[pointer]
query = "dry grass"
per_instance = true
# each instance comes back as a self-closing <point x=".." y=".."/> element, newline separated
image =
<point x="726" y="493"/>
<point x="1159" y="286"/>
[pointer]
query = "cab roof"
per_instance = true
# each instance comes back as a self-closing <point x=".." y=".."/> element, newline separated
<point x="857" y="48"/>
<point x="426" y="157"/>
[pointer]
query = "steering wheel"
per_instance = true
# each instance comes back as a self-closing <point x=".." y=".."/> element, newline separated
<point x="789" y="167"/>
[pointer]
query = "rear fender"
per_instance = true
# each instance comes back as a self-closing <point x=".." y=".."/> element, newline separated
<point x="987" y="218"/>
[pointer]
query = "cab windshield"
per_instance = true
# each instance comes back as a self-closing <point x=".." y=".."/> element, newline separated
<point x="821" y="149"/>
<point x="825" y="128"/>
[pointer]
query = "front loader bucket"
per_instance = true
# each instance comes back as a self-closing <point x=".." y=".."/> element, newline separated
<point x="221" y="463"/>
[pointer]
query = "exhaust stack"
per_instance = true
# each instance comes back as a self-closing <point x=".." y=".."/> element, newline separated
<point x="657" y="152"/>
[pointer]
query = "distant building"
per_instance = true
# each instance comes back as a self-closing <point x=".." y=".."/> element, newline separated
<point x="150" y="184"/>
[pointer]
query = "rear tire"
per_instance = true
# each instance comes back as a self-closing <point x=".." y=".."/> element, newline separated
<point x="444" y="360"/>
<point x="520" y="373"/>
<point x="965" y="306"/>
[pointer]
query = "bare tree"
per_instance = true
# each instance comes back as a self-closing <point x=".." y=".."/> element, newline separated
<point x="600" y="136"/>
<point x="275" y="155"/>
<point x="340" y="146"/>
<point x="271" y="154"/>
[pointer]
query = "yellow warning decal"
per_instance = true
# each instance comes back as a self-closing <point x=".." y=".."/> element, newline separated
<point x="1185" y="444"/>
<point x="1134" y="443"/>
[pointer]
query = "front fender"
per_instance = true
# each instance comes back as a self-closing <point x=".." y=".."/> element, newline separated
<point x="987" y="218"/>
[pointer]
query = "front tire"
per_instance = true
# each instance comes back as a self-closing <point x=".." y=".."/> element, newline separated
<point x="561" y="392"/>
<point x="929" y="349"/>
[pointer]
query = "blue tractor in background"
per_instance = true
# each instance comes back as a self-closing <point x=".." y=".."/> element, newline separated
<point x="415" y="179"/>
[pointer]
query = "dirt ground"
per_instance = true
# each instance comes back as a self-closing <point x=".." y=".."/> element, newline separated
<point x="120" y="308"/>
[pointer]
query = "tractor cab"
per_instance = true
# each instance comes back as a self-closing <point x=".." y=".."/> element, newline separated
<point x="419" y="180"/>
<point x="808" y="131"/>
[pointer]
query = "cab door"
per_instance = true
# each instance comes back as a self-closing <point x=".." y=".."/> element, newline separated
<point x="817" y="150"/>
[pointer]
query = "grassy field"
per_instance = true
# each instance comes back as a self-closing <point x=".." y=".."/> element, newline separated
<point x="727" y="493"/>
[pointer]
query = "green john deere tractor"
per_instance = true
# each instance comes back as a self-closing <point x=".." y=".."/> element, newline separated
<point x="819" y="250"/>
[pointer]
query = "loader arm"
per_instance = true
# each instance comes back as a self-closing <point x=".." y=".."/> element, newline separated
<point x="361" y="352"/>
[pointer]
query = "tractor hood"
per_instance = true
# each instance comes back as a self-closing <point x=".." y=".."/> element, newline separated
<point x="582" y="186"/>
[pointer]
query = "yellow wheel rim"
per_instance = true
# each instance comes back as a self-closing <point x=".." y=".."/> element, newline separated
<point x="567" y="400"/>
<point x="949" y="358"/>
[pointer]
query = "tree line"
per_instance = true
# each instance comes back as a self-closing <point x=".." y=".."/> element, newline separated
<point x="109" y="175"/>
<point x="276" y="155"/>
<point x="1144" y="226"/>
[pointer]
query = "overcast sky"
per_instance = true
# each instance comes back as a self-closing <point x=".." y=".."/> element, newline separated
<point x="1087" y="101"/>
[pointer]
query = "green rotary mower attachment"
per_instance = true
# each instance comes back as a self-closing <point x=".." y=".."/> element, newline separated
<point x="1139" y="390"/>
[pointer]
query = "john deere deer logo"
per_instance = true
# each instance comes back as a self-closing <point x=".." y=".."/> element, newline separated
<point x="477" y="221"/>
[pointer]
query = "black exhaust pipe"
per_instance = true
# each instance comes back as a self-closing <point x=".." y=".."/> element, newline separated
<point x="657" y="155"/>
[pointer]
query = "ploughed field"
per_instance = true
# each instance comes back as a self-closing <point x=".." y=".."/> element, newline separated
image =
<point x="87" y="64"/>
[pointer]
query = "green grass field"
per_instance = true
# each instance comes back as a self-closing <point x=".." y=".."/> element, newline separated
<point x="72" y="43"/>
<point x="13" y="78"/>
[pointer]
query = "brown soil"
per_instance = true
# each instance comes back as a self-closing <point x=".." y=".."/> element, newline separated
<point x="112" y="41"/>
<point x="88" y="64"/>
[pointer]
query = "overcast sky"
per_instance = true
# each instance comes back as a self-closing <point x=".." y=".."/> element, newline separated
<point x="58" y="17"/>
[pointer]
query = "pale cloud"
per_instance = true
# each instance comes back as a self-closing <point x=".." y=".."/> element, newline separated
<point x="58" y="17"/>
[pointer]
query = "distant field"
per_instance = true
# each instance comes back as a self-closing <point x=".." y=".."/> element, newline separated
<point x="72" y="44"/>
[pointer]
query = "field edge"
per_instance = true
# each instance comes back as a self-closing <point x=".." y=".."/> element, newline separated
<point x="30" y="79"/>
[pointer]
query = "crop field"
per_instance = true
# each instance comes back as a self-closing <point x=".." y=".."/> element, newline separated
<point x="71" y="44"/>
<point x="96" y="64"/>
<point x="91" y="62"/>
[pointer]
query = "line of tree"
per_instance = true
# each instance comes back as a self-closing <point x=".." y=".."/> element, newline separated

___

§ Task statement:
What do the records say? Quote them all exactly.

§ Result for this task:
[pointer]
query = "dry grass"
per_instance = true
# each instance comes back as a self-closing <point x=".." y=".."/> element, newline separated
image =
<point x="726" y="493"/>
<point x="1159" y="286"/>
[pointer]
query = "cab roof"
per_instance = true
# each instance comes back as a self-closing <point x=".." y=".."/> element, newline separated
<point x="857" y="48"/>
<point x="426" y="157"/>
[pointer]
query = "steering wheel"
per_instance = true
# each instance comes back as a self-closing <point x=".." y=".."/> element, newline separated
<point x="789" y="167"/>
[pointer]
query = "rear fender"
per_instance = true
# each instance comes back as a self-closing <point x=".." y=".."/> element, newline separated
<point x="987" y="218"/>
[pointer]
query = "cab windshield"
per_instance = true
# each instance comes back as a self-closing <point x=".." y=".."/> element, newline separated
<point x="821" y="149"/>
<point x="825" y="128"/>
[pointer]
query = "front loader bucket"
per_instance = true
# each instance comes back as a self-closing <point x=".." y=".."/> element, newline separated
<point x="221" y="463"/>
[pointer]
query = "exhaust stack"
per_instance = true
# each instance comes back as a self-closing <point x=".." y=".."/> element, newline separated
<point x="657" y="152"/>
[pointer]
query = "distant building"
per_instance = true
# each instance comes back as a self-closing <point x=".." y=".."/> element, newline separated
<point x="150" y="184"/>
[pointer]
query = "rear tire"
per_instance = true
# each instance comes back as a self-closing <point x=".." y=".."/> element, newline separated
<point x="444" y="360"/>
<point x="520" y="373"/>
<point x="965" y="306"/>
[pointer]
query = "bare tree"
per_instance = true
# each instance comes back as a self-closing <point x=".." y=".."/> element, newline separated
<point x="600" y="136"/>
<point x="275" y="155"/>
<point x="340" y="146"/>
<point x="271" y="154"/>
[pointer]
query = "yellow warning decal"
per_instance = true
# each instance comes back as a self-closing <point x=".." y=".."/> element, newline separated
<point x="1185" y="444"/>
<point x="1134" y="443"/>
[pointer]
query = "front fender"
per_instance = true
# each instance comes back as a self-closing <point x=".." y=".."/> element, newline separated
<point x="987" y="218"/>
[pointer]
query = "front tire"
per_instance = true
# each instance comes back as a self-closing <point x=".." y=".."/> element, newline separated
<point x="561" y="392"/>
<point x="929" y="349"/>
[pointer]
query = "blue tractor in background"
per_instance = true
# each instance comes back as a self-closing <point x=".." y=".."/> element, newline separated
<point x="415" y="179"/>
[pointer]
query = "dirt ground"
per_instance = true
# each instance comes back as a self-closing <point x=".." y=".."/> element, newline separated
<point x="120" y="308"/>
[pointer]
query = "tractor cab"
per_instance = true
# each instance comes back as a self-closing <point x=".." y=".."/> element, newline separated
<point x="419" y="180"/>
<point x="808" y="131"/>
[pointer]
query = "cab door"
per_instance = true
# each instance comes back as a self-closing <point x=".." y=".."/> element, newline separated
<point x="817" y="150"/>
[pointer]
query = "grassy field"
per_instance = true
# each instance comes back as a self-closing <point x=".." y=".."/> element, newline separated
<point x="727" y="493"/>
[pointer]
query = "green john deere tractor"
per_instance = true
# each instance comes back as a self-closing <point x=".." y=".."/> element, newline separated
<point x="819" y="250"/>
[pointer]
query = "loader arm"
per_instance = true
# each instance comes back as a self-closing <point x=".." y=".."/> element, newline separated
<point x="361" y="352"/>
[pointer]
query = "tractor hood"
per_instance = true
# each instance comes back as a self-closing <point x=".." y=".."/> element, newline separated
<point x="582" y="186"/>
[pointer]
query = "yellow wheel rim"
per_instance = true
# each instance comes back as a self-closing <point x=".." y=".."/> element, newline separated
<point x="567" y="400"/>
<point x="949" y="358"/>
[pointer]
query = "tree line"
per_instance = true
# each instance comes back as a self-closing <point x=".." y=".."/> element, newline separated
<point x="109" y="175"/>
<point x="276" y="155"/>
<point x="1144" y="226"/>
[pointer]
query = "overcast sky"
per_instance = true
# each instance comes back as a self-closing <point x=".." y=".."/> element, newline separated
<point x="1087" y="101"/>
[pointer]
query = "green rotary mower attachment"
per_instance = true
# each instance comes back as a self-closing <point x=".." y=".."/> element, newline separated
<point x="1139" y="390"/>
[pointer]
query = "john deere deer logo"
per_instance = true
# each instance comes back as a self-closing <point x=".." y=".."/> element, newline separated
<point x="477" y="221"/>
[pointer]
query = "black exhaust pipe"
per_instance = true
# each instance comes back as a self-closing <point x=".." y=".."/> element, newline separated
<point x="657" y="155"/>
[pointer]
query = "ploughed field"
per_instance = true
# each instance comes back as a self-closing <point x=".." y=".."/> element, newline separated
image =
<point x="87" y="64"/>
[pointer]
query = "green grass field"
per_instance = true
# each instance comes back as a self-closing <point x=".." y=".."/> element, newline separated
<point x="72" y="43"/>
<point x="13" y="78"/>
[pointer]
query = "brown soil"
per_instance = true
# each instance comes back as a self-closing <point x=".." y=".."/> element, newline separated
<point x="112" y="41"/>
<point x="88" y="64"/>
[pointer]
query = "overcast sky"
per_instance = true
# each instance comes back as a self-closing <point x=".." y=".."/> element, newline separated
<point x="58" y="17"/>
[pointer]
query = "pale cloud"
per_instance = true
# each instance comes back as a self-closing <point x=".." y=".."/> element, newline separated
<point x="58" y="17"/>
[pointer]
query = "distant field"
per_instance = true
# each instance comes back as a self-closing <point x=".." y=".."/> element, newline separated
<point x="72" y="44"/>
[pointer]
query = "field edge"
per_instance = true
# each instance comes back as a self-closing <point x=".." y=".."/> element, newline separated
<point x="30" y="79"/>
[pointer]
query = "crop field"
per_instance = true
# each instance comes back as a self-closing <point x=".." y=".."/> element, newline separated
<point x="71" y="44"/>
<point x="96" y="64"/>
<point x="91" y="62"/>
[pointer]
query = "line of tree"
per_instance = true
# each instance comes back as a self-closing <point x=".." y=".."/> element, newline separated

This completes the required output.